GIVEN RECORDS
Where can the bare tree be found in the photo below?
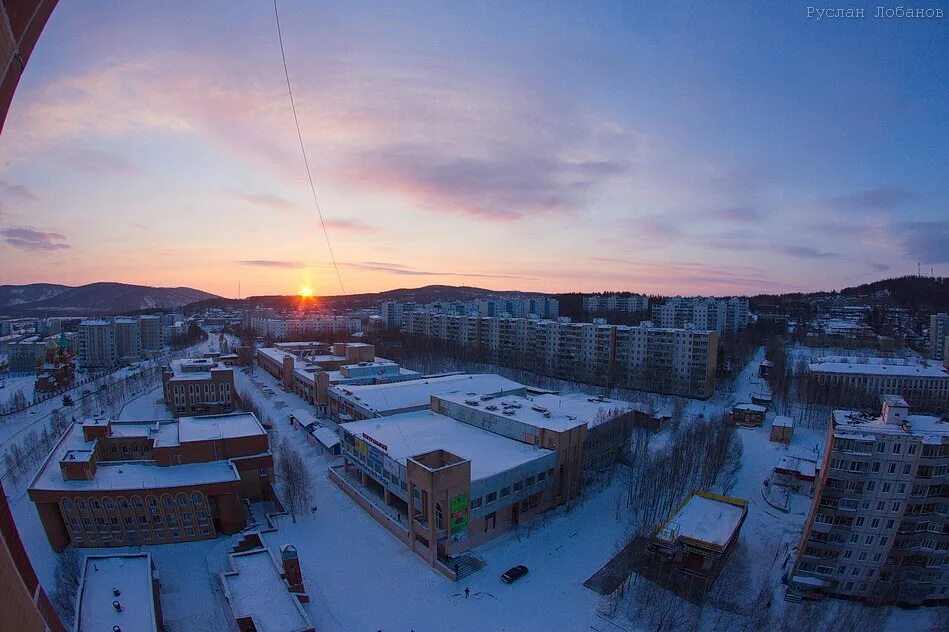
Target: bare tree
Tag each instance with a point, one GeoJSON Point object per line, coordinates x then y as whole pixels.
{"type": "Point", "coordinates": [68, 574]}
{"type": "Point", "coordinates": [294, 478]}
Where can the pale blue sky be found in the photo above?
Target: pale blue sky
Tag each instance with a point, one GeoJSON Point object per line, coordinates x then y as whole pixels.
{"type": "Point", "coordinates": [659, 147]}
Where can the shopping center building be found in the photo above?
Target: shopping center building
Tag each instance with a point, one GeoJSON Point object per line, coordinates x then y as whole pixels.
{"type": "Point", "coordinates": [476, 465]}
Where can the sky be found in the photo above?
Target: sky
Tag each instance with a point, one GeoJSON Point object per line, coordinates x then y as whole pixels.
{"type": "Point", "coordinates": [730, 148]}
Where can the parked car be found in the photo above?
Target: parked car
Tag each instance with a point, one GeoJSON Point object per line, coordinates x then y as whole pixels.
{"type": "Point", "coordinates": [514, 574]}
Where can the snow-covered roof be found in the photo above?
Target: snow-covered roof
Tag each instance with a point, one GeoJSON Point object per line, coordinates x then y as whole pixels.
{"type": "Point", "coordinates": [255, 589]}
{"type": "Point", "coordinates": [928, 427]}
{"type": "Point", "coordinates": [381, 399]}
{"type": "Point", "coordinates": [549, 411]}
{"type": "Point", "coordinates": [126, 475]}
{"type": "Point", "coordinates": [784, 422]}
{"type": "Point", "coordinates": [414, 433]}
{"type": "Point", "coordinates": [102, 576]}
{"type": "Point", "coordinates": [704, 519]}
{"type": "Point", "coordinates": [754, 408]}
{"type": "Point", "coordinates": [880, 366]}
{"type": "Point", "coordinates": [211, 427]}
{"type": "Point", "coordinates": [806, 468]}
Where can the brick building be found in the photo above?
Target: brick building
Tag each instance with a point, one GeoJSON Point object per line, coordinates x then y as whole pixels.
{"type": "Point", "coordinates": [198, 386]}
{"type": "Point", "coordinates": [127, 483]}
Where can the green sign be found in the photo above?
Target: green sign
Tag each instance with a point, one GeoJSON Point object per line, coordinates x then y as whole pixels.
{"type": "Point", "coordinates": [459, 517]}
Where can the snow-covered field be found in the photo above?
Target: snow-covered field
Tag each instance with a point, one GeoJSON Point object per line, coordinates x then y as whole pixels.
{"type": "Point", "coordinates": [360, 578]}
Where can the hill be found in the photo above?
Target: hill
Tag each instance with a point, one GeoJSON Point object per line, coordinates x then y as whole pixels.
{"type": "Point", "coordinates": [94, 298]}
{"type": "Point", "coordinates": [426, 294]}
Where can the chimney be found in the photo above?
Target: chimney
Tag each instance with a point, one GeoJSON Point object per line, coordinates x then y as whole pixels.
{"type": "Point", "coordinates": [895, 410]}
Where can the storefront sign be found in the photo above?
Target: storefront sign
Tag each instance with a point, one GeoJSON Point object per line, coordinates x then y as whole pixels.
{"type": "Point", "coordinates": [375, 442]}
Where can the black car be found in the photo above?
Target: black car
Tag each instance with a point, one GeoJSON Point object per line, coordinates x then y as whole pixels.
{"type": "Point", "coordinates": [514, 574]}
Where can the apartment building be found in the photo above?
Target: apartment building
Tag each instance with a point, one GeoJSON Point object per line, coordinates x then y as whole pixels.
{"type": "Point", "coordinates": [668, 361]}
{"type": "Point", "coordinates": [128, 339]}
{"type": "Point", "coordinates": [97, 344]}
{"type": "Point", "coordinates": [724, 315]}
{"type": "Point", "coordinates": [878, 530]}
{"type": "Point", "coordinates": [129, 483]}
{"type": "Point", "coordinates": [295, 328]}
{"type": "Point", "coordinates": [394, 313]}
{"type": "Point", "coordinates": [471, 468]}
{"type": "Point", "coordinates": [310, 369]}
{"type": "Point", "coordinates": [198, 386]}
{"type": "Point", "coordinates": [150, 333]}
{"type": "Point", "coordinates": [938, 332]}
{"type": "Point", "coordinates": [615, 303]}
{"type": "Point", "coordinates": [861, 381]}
==
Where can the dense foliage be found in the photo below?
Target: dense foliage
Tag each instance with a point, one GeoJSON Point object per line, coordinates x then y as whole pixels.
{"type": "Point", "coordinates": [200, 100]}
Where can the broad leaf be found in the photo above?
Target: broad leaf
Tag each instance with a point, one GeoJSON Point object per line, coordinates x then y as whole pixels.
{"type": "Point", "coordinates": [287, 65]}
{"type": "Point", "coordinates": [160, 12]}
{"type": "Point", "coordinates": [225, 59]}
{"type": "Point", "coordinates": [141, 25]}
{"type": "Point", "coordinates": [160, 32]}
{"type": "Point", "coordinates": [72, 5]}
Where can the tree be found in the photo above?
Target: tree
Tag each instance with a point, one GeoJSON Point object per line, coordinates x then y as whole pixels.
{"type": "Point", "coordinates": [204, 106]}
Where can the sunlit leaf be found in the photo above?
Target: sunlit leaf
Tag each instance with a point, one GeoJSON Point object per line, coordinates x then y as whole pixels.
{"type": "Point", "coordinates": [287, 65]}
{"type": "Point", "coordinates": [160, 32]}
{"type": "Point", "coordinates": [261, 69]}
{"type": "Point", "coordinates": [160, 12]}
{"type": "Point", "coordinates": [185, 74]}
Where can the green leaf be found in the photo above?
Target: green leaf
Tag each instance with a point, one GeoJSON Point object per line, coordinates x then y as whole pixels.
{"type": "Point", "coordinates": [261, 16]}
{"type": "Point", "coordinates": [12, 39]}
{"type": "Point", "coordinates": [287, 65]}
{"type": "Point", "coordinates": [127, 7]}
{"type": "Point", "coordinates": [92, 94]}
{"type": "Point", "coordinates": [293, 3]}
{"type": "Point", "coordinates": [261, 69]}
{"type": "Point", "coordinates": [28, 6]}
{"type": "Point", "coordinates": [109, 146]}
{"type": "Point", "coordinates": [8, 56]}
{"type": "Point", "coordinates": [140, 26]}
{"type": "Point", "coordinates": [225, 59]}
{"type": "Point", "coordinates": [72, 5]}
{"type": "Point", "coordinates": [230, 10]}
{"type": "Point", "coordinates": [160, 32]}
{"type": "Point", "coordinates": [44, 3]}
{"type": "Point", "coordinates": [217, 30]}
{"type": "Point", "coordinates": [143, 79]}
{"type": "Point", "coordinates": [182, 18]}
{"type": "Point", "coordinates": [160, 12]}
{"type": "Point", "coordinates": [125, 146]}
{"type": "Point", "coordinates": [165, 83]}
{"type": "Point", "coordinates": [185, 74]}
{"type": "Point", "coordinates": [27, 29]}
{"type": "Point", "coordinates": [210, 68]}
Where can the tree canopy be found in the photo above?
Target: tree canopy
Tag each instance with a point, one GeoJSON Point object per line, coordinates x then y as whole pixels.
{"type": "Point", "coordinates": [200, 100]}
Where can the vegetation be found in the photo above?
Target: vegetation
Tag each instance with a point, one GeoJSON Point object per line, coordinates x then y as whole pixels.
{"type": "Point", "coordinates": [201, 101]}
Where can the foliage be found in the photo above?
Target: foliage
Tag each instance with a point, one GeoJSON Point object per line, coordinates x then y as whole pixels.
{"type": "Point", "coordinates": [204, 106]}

PROBLEM DETAILS
How many lines in the records above contain the word "below"? Case counts. Reply with the number only.

REPLY TO THE EXERCISE
2